[RECORDS SUPPLIED Boundary: Start]

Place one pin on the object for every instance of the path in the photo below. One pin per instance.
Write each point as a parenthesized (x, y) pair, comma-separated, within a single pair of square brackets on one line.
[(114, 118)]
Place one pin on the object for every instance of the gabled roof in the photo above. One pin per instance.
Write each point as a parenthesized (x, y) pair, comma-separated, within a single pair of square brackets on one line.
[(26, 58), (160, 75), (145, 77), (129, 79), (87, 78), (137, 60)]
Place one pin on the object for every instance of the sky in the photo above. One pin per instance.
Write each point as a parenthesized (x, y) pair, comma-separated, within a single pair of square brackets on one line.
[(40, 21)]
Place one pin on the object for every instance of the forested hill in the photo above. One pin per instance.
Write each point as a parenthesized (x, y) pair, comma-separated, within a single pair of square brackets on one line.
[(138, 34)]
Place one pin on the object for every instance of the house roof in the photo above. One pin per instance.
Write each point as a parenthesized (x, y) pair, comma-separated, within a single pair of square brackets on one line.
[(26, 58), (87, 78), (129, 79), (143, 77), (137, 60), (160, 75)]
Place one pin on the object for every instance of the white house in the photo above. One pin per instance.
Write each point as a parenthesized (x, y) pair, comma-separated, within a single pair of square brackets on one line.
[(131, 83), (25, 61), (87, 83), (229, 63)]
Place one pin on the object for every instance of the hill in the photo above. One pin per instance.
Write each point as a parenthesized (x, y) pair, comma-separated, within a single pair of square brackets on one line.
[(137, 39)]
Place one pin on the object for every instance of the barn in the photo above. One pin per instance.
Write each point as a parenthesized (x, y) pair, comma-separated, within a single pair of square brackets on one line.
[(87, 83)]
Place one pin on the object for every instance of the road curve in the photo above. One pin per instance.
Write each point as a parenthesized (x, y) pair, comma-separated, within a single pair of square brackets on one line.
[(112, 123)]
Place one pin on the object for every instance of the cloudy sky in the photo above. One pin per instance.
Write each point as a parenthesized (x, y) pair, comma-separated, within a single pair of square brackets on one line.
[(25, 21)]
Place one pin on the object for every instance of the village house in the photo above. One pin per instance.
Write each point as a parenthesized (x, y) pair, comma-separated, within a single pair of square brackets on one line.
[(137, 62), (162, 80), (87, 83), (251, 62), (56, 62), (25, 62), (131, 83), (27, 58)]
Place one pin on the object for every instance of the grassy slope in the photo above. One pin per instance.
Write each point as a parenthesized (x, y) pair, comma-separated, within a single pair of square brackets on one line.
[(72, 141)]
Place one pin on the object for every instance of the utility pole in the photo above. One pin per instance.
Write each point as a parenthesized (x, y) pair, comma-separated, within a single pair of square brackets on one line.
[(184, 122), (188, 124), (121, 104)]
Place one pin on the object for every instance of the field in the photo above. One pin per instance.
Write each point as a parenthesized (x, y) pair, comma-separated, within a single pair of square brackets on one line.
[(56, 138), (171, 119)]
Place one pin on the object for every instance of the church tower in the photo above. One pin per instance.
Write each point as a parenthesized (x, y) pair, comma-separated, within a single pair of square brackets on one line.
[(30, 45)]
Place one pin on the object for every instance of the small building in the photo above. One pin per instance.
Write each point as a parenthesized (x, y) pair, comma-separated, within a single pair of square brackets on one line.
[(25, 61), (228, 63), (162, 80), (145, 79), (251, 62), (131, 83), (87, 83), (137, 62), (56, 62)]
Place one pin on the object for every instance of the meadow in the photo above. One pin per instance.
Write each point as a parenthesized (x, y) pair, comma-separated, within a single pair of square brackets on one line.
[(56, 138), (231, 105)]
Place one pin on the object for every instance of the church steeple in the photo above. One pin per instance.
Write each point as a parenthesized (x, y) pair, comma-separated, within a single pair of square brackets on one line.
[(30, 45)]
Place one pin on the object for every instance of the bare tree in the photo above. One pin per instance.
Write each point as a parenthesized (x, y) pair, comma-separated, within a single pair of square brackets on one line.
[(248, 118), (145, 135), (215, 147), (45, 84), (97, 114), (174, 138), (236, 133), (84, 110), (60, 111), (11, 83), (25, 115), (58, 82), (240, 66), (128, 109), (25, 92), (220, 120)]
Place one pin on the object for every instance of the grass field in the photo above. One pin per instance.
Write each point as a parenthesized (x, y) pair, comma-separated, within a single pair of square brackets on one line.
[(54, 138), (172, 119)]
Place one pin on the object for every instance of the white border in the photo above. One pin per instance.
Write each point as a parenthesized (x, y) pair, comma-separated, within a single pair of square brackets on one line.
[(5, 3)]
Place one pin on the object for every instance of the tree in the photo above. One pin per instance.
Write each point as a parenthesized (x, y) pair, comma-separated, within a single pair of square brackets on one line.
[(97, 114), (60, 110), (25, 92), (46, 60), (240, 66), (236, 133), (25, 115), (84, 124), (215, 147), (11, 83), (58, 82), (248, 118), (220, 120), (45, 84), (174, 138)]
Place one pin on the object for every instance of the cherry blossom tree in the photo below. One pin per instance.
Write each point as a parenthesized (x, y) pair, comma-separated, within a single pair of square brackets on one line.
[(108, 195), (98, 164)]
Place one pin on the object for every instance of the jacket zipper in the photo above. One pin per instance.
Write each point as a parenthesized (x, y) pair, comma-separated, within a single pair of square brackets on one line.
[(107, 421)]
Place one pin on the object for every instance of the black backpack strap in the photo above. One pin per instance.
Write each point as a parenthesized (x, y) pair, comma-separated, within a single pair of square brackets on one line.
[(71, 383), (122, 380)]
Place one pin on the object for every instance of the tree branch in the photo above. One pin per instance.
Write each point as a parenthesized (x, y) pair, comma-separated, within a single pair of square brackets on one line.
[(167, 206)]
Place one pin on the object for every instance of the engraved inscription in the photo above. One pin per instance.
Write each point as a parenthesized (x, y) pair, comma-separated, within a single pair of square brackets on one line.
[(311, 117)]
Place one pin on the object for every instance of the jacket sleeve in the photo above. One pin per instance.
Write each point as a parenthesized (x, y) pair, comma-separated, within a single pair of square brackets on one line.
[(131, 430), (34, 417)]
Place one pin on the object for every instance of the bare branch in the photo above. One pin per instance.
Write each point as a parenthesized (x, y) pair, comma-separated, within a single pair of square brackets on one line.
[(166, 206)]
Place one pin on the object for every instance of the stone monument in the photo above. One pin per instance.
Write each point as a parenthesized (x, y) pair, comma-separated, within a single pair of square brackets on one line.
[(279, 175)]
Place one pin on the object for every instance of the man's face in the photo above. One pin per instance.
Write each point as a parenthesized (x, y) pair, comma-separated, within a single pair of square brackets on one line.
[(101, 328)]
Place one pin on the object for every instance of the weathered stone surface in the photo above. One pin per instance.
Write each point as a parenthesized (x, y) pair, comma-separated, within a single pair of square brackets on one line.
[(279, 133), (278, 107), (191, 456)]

[RECORDS SUPPLIED Boundary: End]

WORK TO BE COMPLETED |
Copy out each entry exactly, leaving nothing out.

COMPLETED EXERCISE |
Place one pin on the object for every instance of the path in the photo below. One pin per instance.
Write each point as a parenthesized (x, y) pair, comma-separated, within a single pair of square brackets on one line.
[(114, 118)]
Place one pin on the object for every instance of the gabled roof in the photo above. One pin per instance.
Write each point as a parenthesized (x, y) pair, comma-separated, within a single pair of square brackets on one line.
[(26, 58), (160, 75), (145, 77), (129, 79), (87, 78), (137, 60)]
Place one pin on the object for every instance of the sky in the photo above. One pin per instance.
Write each point as a parenthesized (x, y) pair, comma-separated, within a single pair of square brackets on one line.
[(40, 21)]
Place one pin on the object for every instance of the forested hill in the photo above. One pin per instance.
Write each point as a parenthesized (x, y) pair, comma-separated, within a single pair of square brackets on one line.
[(138, 34)]
Place one pin on the object for every instance of the house roof in the photo above. One pin per instance.
Write each point as a parenthesized (x, y) pair, comma-separated, within a single pair of square brackets on one line.
[(26, 58), (87, 78), (129, 79), (143, 77), (137, 60), (160, 75)]
Place one pin on the object for every instance of the white house in the photo above. One pin per instance.
Write each point as a parenthesized (x, y) pair, comma-separated, within a single pair of square brackets on one line.
[(131, 83), (25, 61), (87, 83), (229, 63)]
Place one pin on the object for every instance of the hill in the photo above. One pin per instance.
Write each point as a parenthesized (x, y) pair, comma-separated, within a single pair of square brackets on one line.
[(137, 39)]
Place one pin on the object for every instance of the barn in the photo above. One pin per instance.
Write each point as a parenthesized (x, y) pair, comma-separated, within a single pair of square brackets on one line.
[(87, 83)]
Place one pin on the object for every instance of the road curve in the photo above. One pin per instance.
Write each point as a parenthesized (x, y) pair, comma-separated, within a single pair of square brackets on one line.
[(112, 123)]
Place one pin on the object for every instance of the cloudy sky in the photo above. One pin per instance.
Write each point as a parenthesized (x, y) pair, comma-separated, within a single pair of square brackets on one line.
[(25, 21)]
Place one pin on the object for every instance of the village house in the photo above. One pin per instance.
Write each point as a parenthesized (x, y) pair, comma-separated, within a single pair of square brackets on one line.
[(137, 62), (162, 80), (87, 83), (251, 62), (56, 62), (25, 62), (131, 83), (27, 58)]
Place one pin on the object for every instance of the grassy slope in the photo above. One pin per instance.
Write each point as a parenthesized (x, y) pair, comma-separated, within a single pair of square brackets on one line.
[(72, 141)]
Place one pin on the object for every instance of the utility pole in the photo above. One pin per instance.
Write each point as a parenthesized (x, y) pair, comma-separated, within a single pair of square brackets on one line.
[(184, 122), (188, 124), (121, 104)]
Place one pin on the object for every instance of the field in the photo above. One pin per instance.
Write each point as a parenthesized (x, y) pair, comma-separated, within a single pair of square brackets on one line.
[(56, 138), (171, 119)]
Place one pin on the object for every instance of the church tower in the photo above. One pin per instance.
Write each point as a parenthesized (x, y) pair, comma-separated, within a single pair of square brackets on one line.
[(30, 45)]
Place one pin on the object for every instance of the small building in the photo above. One pin per instance.
Write each point as a parenthesized (x, y) pair, comma-separated, within a single pair of square brackets on one line.
[(25, 61), (228, 63), (162, 80), (145, 79), (251, 62), (131, 83), (87, 83), (137, 62), (56, 62)]
Place one pin on the object for every instance of the meadow in the photo above. One pin per instance.
Write each point as a parenthesized (x, y) pair, comma-separated, within a single pair of square brackets on one line.
[(56, 138), (231, 105)]
Place one pin on the object for every instance of the church steeple in the photo above. One pin per instance.
Write each point as a parenthesized (x, y) pair, comma-separated, within a single pair of square brackets on one line.
[(30, 45)]
Place one pin on the object for every instance of the bare tree in the photo above. One pin per instance.
Write each point as a parenthesized (x, y) pair, comma-separated, within a single pair of square brackets on one line.
[(248, 118), (145, 135), (215, 147), (45, 84), (97, 114), (174, 138), (236, 133), (84, 110), (60, 111), (11, 83), (25, 115), (58, 82), (240, 66), (128, 109), (25, 92), (220, 120)]
Place one pin on the object for every instance of the grass field in the photo above. One pin per instance.
Write each point as a parenthesized (x, y) pair, comma-separated, within a single pair of square brackets on one line.
[(54, 138), (172, 119)]
Place one pin on the object for every instance of the white border in the photo above. One pin per instance.
Write each point as a parenthesized (x, y) pair, comma-separated, within a single pair of square brackets on one line.
[(5, 3)]
Place one pin on the object for every instance of the tree in the photo above. One pin per instance.
Write each point as a parenthesized (x, y) pair, comma-separated, within a single pair of square brackets on one line.
[(97, 114), (60, 110), (25, 92), (46, 60), (240, 66), (236, 133), (25, 115), (84, 124), (215, 147), (11, 83), (58, 82), (248, 118), (220, 120), (45, 84), (174, 138)]
Place one pin on the object for every instance of the cherry blossom tree in the photo below. One pin per instance.
Write each point as a parenthesized (x, y) pair, comma-separated, within a single pair of square brackets on one line.
[(108, 195), (98, 164)]
Place one pin on the object for every instance of the jacket zipper in the photo above. One pin per instance.
Write each point as a parenthesized (x, y) pair, comma-separated, within a single pair of square brackets on one line.
[(107, 421)]
Place one pin on the object for every instance of the black backpack strap in the photo above. One pin per instance.
Write each point as a parenthesized (x, y) pair, comma-separated, within a single pair of square brackets on one line.
[(71, 383), (122, 380)]
Place one pin on the object for every instance of the tree branch in the photo above. One pin per instance.
Write each point as a parenthesized (x, y) pair, comma-separated, within a single pair of square brackets on one line.
[(167, 206)]
Place one pin on the object for every instance of the engraved inscription in the photo above. One pin per instance.
Write each point as a parenthesized (x, y) pair, comma-separated, within a single pair of square brackets on one line.
[(311, 117)]
Place one pin on the object for every instance of the jacket sleeve in the photo above. One pin per instance.
Write each point as a parenthesized (x, y) pair, comma-separated, within a single pair of square brackets on one line.
[(131, 430), (34, 417)]
Place one pin on the object for every instance of the bare branch in the photo above. One pin per instance.
Write each point as a parenthesized (x, y) pair, comma-separated, within a single pair of square brackets on one line.
[(166, 206)]
Place one pin on the object for every instance of the stone monument in the photo above. One pin per instance.
Write each point as a parenthesized (x, y) pair, comma-separated, within a single pair of square brackets on one line.
[(279, 175)]
Place one pin on the object for every instance of the man's face in the photo above. One pin per instance.
Write each point as a parenthesized (x, y) pair, comma-separated, within a single pair of square brackets on one line.
[(101, 328)]
Place one pin on the object for every instance of the weathered stone surface in the photo above. One pin per instance.
Write each point as a parenthesized (x, y) pair, comma-separated, within a single pair of square brackets on one line.
[(279, 133), (278, 107), (191, 456)]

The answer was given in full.